### DOCUMENT PASSAGE:
=======

The Ethereum VM (EVM) [38] is a stack-based VM with a word size of 256-bits that is used to run the smart contracts on the Ethereum blockchain. The EVM has the following categories of bytecodes: (1) Stack operations; (2) Arithmetic operations; (3) Comparison and bitwise logic operations;(4) Memory and storage manipulation;(5) Control flow operations; (6) Blockchain-specific opcodes, e.g., block and transaction environment information, compute hash, calls, etc. The first three types of opcodes are handled within our verifier, and handling optimizations on opcodes of types 4-6 is discussed in Sect. 6.

The focus of our work is on optimizers that perform optimizations only at the level of the blocks of the CFG (i.e., intra-block optimizations). A well-known example is the technique called super-optimization [26] which, given a loop-free sequence of instructions searches for the optimal sequence of instructions that is semantically equivalent to the original one and has optimal cost (for the considered criteria). This technique dates back to 1987 and has had a revival [25, 31] thanks to the availability of SMT solvers that are able to do the search efficiently. We distinguish two types of possible intra-block optimizations: (i) Rule-based optimizations which consist in applying arithmetic/bitwise simplifications like ADD(X,0)=X or NOT(NOT(X))=X (see a complete list of these rules in App. A in [10]); and (ii) Stack-data optimizations which consist in searching for alternative stack operations that lead to an output stack with exactly the same data.

Example 1 (Intra-block optimizations)

The rule-based optimization (i) X+0 \(\rightarrow \) X simplifies the block “PUSH1 0x5, PUSH1 0x0, ADD” to “PUSH1 0x5”. On the other hand, stack-data optimizations (ii) can optimize to “ADD, DUP1” the block “DUP2, DUP2, ADD, SWAP2, ADD”, as duplicating the operands and repeating the ADD operation is the same as duplicating the result. Unlike rule-based optimization, stack-data optimizations cannot be expressed as simple patterns that can be easily recognized.

The first type of optimizations are applied by the optimizer integrated in the Solidity compiler [9] as rule transformations, and they are also applied by EVM optimizers in different ways. ebso [29] encodes the semantics of arithmetic and bitwise operations in the SMT encoding so that the SMT solver searches for these optimizations together with those of type (ii). Instead, SYRUP [12] and GASOL [11] apply rule-based optimizations in a pre-phase and leave to the SMT solver only the search for the second type of optimizations. This classification of optimizations is also relevant for our approach as (i) will require integrating and proving all simplification rules correct (Sect. 4.2) while (ii) are implicit within the symbolic execution (Sect. 4.1). A block of EVM code that has been subject to optimizations of the two types above is in principle “provable” using our tool.

There is not much work yet on formalizing the EVM semantics in Coq. One of the most developed approaches is [22], which is a definition of the EVM semantics in the Lem [28] language that can be exported to interactive theorem provers like Isabelle/HOL or Coq. According to the comparison in [21], this implementation of EVM “is executable and passes all of the VM tests except for those dealing with more complicated intercontract execution”. However, we have decided not to use it for our checker due to three reasons: (a) the generated Coq code from Lem definitions is not “necessarily idiomatic” and thus it would generate a very complex EVM formalization in Coq that would make theorems harder to state and prove; (b) the author of the Lem definition states that “the Coq version of the EVM definition is highly experimental”; and (c) it is not kept up-to-date.

=======

Dataset records about object locations
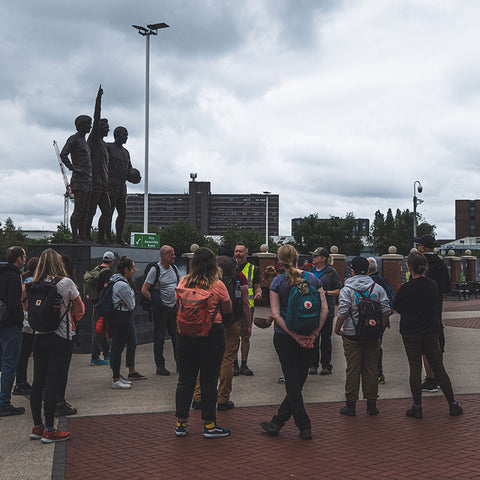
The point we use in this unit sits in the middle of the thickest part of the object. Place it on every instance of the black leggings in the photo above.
(50, 355)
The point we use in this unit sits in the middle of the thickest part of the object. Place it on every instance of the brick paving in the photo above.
(389, 446)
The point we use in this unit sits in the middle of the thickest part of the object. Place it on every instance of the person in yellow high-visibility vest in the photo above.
(254, 293)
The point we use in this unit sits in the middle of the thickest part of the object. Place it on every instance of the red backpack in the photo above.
(193, 319)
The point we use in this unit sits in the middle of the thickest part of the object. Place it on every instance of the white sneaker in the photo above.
(120, 384)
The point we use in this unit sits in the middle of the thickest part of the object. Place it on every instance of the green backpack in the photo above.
(90, 283)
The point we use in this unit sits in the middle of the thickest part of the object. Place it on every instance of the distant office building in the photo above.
(467, 218)
(210, 213)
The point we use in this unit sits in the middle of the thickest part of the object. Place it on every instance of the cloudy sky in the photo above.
(337, 106)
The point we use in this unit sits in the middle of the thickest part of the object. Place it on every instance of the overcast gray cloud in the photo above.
(337, 106)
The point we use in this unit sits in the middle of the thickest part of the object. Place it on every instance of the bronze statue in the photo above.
(120, 171)
(100, 160)
(81, 182)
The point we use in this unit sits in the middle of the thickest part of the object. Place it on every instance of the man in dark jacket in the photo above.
(438, 272)
(11, 322)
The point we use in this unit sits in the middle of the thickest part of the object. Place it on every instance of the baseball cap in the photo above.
(108, 257)
(320, 252)
(359, 265)
(425, 240)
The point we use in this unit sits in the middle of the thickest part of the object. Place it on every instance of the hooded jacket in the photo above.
(348, 300)
(11, 295)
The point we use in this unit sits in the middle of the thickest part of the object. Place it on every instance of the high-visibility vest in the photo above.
(248, 272)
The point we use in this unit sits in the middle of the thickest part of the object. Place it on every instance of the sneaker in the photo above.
(455, 409)
(181, 429)
(196, 405)
(415, 411)
(64, 408)
(271, 428)
(136, 376)
(163, 371)
(54, 436)
(22, 390)
(95, 362)
(120, 384)
(11, 410)
(212, 431)
(244, 370)
(429, 385)
(221, 407)
(37, 433)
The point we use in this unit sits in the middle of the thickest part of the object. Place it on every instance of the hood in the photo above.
(359, 282)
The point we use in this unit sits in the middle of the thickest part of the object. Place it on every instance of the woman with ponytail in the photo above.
(294, 348)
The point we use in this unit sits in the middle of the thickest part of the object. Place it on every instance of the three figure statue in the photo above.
(100, 171)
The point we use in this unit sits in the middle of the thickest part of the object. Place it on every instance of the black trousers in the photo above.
(204, 354)
(50, 355)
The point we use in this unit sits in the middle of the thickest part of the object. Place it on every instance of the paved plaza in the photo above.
(130, 434)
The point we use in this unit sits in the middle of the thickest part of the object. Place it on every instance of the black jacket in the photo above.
(11, 295)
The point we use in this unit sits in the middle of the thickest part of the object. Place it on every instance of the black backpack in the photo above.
(370, 323)
(44, 304)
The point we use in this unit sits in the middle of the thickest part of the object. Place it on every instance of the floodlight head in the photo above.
(156, 26)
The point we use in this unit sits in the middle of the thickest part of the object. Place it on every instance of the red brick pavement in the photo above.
(390, 446)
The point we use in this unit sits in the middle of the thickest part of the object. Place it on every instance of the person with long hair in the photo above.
(51, 349)
(294, 348)
(420, 326)
(205, 353)
(120, 322)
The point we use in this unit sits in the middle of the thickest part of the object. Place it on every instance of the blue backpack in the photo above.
(304, 306)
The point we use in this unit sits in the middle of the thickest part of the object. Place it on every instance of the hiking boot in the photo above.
(163, 371)
(119, 385)
(348, 409)
(372, 407)
(306, 434)
(11, 410)
(64, 408)
(244, 370)
(221, 407)
(429, 385)
(136, 376)
(455, 409)
(22, 390)
(271, 428)
(212, 431)
(181, 429)
(54, 436)
(415, 411)
(95, 362)
(196, 405)
(37, 433)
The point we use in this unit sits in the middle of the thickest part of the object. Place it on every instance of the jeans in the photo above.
(362, 359)
(295, 361)
(27, 348)
(322, 348)
(120, 325)
(429, 345)
(50, 355)
(11, 343)
(204, 354)
(164, 320)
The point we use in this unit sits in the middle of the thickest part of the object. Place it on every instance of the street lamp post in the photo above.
(266, 217)
(146, 32)
(416, 201)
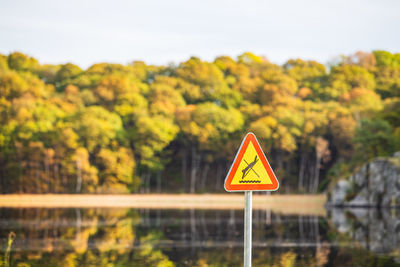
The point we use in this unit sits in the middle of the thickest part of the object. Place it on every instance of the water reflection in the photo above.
(134, 237)
(377, 230)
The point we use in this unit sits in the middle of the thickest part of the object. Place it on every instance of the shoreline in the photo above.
(284, 204)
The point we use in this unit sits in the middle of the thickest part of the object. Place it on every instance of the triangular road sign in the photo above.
(250, 171)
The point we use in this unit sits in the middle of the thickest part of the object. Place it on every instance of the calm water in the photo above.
(132, 237)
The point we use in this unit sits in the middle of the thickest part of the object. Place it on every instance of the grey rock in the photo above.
(376, 184)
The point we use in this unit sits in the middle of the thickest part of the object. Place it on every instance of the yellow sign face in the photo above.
(251, 170)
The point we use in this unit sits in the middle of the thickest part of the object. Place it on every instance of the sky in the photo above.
(160, 32)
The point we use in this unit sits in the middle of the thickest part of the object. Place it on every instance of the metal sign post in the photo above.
(247, 227)
(250, 171)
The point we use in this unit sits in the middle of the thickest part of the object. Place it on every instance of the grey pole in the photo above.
(247, 227)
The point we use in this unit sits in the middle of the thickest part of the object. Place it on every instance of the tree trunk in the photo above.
(195, 166)
(204, 176)
(78, 176)
(184, 169)
(301, 170)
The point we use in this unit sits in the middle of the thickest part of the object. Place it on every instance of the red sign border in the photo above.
(250, 137)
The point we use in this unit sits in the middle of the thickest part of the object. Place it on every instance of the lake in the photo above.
(196, 237)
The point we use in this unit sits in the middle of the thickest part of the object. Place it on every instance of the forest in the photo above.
(139, 128)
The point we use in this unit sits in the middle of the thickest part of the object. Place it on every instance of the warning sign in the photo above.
(250, 170)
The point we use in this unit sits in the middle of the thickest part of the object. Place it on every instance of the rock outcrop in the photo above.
(375, 229)
(376, 184)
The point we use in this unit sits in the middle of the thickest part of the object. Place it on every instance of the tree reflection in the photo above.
(126, 237)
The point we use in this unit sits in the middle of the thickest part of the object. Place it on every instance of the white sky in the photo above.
(158, 32)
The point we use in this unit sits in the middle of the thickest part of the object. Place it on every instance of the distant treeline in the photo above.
(141, 128)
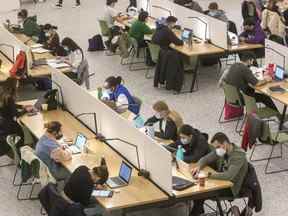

=======

### PARTS OF THE EXERCISE:
(1) According to the passage on EVM optimizations, which two tools apply rule-based optimizations in a pre-phase and leave only the stack-data search to the SMT solver?
(2) Write a continuation of the passage on EVM optimizations, starting after its final sentence.
Nothing in the lines is needed here.

### RESPONSES PER TASK:
(1) SYRUP and GASOL.

(2)
The other most developed implementation of the EVM semantics in Coq that we have found is [23]. It supports all the basic EVM bytecodes we consider in our checker, and looked promising as our departing point. The implementation uses Bedrock Bit Vectors (bbv) [7] for representing the EVM 256-bit values, as we use as well. It is not a full formalization of the EVM because it does not support calling or creation of smart contracts, but provides a function that simulates consequent application of opcodes to the given execution state, call info and Ethereum state mocks. The latter two pieces of information would add complexity and are not needed for our purpose. Therefore, we decided to develop our own EVM formalization in Coq (presented in Sect. 3) which builds upon some ideas of [23], but introduces only the minimal elements we need to handle the instructions supported by the checker. This way the proofs will be simpler and conciser.

3 EVM Semantics in Coq

Our EVM formalization is a concrete interpreter that executes a block of EVM instructions. For representing EVM words we use EVMWord that stands for the type “word 256” of the bbv library [7]. For representing instructions we use:

figure c

Type stack_oper_instr defines instructions that operate only on the stack, i.e., each pops a fixed number of elements and pushes a single value back (see App. B in [10] for the full list). Type instr encapsulates this category together with the stack manipulation instruction (PUSH, etc.). The type block stands for “list instr”.

To keep the framework general, and simplify the proofs, the actual implementation of instructions from stack_op_instr are provided to the interpreter as input. For this, we use a map that associates instructions to implementations:

figure d

The type stack_operation defines an implementation for a given operation: comm indicates if the operation is commutative; n is the number of stack elements to be removed and passed to the operation; and f is the actual implementation. The type stack_op_map maps keys of type stack_oper_instr to values of type stack_operation. Suppose evm_add and evm_mul are implementations of ADD and MUL (see App. C in [10]), the actual stack operations map is constructed as:

figure e

In addition, we require the operations in the map to be valid with respect to the properties that they claim to satisfy (e.g., commutativity), and that when applied to the right number of arguments they should succeed (i.e., do not return None). We refer to this property as valid_stack_op_map.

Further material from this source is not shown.